■ **DIRECTIVE**:
Copy the stretch of lines from the one containing "plank in this photo." through the end of the records, including the requests. Increase every coordinate in the answers by 145.

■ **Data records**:
::::::
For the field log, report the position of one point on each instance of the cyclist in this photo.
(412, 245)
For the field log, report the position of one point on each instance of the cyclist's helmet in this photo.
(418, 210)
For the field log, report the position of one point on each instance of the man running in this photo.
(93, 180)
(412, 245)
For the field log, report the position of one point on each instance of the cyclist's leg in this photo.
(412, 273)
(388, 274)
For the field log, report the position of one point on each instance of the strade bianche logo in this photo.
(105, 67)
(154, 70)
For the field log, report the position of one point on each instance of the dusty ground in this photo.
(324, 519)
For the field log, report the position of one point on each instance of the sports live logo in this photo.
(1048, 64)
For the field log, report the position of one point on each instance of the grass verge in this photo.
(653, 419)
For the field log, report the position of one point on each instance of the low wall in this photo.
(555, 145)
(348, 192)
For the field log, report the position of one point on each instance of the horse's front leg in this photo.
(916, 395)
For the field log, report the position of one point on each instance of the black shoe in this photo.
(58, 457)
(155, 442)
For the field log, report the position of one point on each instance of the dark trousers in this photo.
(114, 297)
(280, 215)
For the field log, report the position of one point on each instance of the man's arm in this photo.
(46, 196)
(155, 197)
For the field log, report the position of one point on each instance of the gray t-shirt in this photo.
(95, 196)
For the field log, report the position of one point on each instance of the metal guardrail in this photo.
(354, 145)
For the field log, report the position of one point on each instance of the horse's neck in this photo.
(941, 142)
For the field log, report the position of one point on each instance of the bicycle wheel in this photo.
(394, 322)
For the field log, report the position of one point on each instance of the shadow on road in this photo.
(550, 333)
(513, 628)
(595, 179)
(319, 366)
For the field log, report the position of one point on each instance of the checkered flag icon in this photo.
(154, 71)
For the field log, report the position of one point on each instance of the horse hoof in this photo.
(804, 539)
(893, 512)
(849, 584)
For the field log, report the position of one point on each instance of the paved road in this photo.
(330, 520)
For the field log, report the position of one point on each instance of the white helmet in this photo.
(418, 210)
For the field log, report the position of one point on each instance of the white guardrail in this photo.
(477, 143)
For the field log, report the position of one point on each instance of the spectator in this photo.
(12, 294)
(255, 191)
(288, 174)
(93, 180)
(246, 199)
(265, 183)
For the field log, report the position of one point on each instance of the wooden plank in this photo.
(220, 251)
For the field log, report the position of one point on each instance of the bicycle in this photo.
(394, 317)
::::::
■ **SOLUTION TO THIS PROBLEM**:
For the field log, report the position of one point on each instance of the wooden plank in this photo.
(365, 396)
For the field log, report the position of one point on each instance of the bicycle in this photo.
(539, 462)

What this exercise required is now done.